Document extract:
begin

3.2. Materials and methods
Every material in the collected dataset is assigned to one of the following four categories:
• Matrix polymers.
• Conductive polymers.
• Solvents.
• Conductive polymers' dopants.
The matrix polymers in the dataset include both synthetic polymers, namely polyvinyl alcohol (PVA) and polycaprolactone (PCL), as well as natural polymers such as chitosan and gelatin. The conductive polymers used in this work are polypyrrole (PPy), poly(3,4-ethylene dioxythiophene) (PEDOT), and polyaniline (PANI). Different organic and inorganic solvents, such as distilled water, acetic acid, and chloroform, were used in the reported studies. Different dopants, including sodium para toluene sulfonate (TSNa), camphor sulfonic acid (HCSA), etc., were doped into the conductive polymers to modify their electrical conductivity. The list of materials mentioned and categorized in the collected dataset is represented in Table 2.
Table 2 List of different categories of materials in the collected dataset
Category |
Material name |
Matrix polymers |
Chitosan, PVA, PCL, gelatin etc. |
Conductive polymers |
PPy, PANI, PEDOT |
Solvents |
Distilled water, acetic acid, chloroform etc. |
Conductive polymers' dopants |
TSNa, HCSA, TSA etc. |
In the fabrication process, the initial step is to dissolve the matrix polymer in its solvent, creating a polymer solution. Next, the conductive polymer is dissolved or dispersed in a suitable liquid medium. Due to the difficulty of dissolving certain conductive polymers, sometimes dispersing them is preferred over dissolution. Subsequently, the conductive solution or suspension is incorporated into the matrix polymer solution.
In addition to material-based parameters, process-based variables also significantly influence the diameter and conductivity of fibers. These encompass applied voltage, flow rate, collector rotation speed, and tip-to-collector distance. The electrospinning process involves preparing a polymer mixture, followed by pumping the polymer solution containing the conductive component through a syringe. Subsequently, nanofibers are produced by ejecting a polymer jet from the tip of a metallic needle. The schematic of the fabrication procedure is represented in Fig. 3.
|
| Fig. 3 A schematic presentation of electrospinning process. | |
3.3. Base space and target space
The first task before any modeling and optimization is to determine the base and the target spaces of the work. The field of materials science is composed of the following five components:80
• Compound.
• Process.
• Structure.
• Properties.
• Performance.
Each of the aforementioned components can be categorized as either a base or target space. In this study, the base space pertains to the compound (materials) and process (electrospinning technique). Conversely, the target space encompasses properties, specifically physical properties such as fiber diameter and electrical conductivity. While other components, such as structure and performance, are relevant, this study will primarily concentrate on the base space of compound and process, and the target space of properties.
3.4. Libraries
In the present study, the whole analysis was carried out using the assistance of Pandas, NumPy, Scikit-learn, TensorFlow, Keras, RDKit, and Seaborn libraries. Pandas and NumPy libraries are often used for the mathematical processing of data. Scikit-learn, TensorFlow, and Keras libraries are used for modeling and tuning. Here, the RDKit package was used to represent polymeric materials as meaningful values to the computer, and finally, the Seaborn library was used to plot figures.

end

(Image location labeling entries)
begin

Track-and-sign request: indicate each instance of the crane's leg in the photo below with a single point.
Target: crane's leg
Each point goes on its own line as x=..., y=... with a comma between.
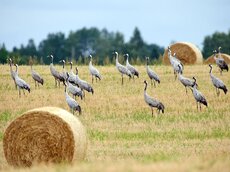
x=152, y=111
x=186, y=90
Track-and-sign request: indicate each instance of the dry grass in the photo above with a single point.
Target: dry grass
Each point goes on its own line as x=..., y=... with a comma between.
x=122, y=134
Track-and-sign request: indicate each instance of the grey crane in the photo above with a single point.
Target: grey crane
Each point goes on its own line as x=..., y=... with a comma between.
x=153, y=103
x=74, y=90
x=12, y=73
x=21, y=84
x=62, y=74
x=220, y=61
x=152, y=75
x=175, y=62
x=83, y=84
x=122, y=69
x=200, y=99
x=72, y=75
x=37, y=78
x=73, y=105
x=93, y=71
x=55, y=73
x=132, y=69
x=187, y=82
x=218, y=83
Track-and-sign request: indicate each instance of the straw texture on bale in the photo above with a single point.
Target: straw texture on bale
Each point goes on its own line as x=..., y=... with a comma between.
x=211, y=60
x=186, y=52
x=46, y=134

end

Parts of the exercise:
1. In the electrospinning text, which library was used to plot figures?
2. Quote the entries word for word, covering the stretch from the line that contains "Track-and-sign request: indicate each instance of the straw" through the end of the entries.

Task solutions:
1. The Seaborn library.

2.
Track-and-sign request: indicate each instance of the straw texture on bale in the photo above with a single point.
Target: straw texture on bale
Each point goes on its own line as x=..., y=... with a comma between.
x=211, y=60
x=186, y=52
x=46, y=134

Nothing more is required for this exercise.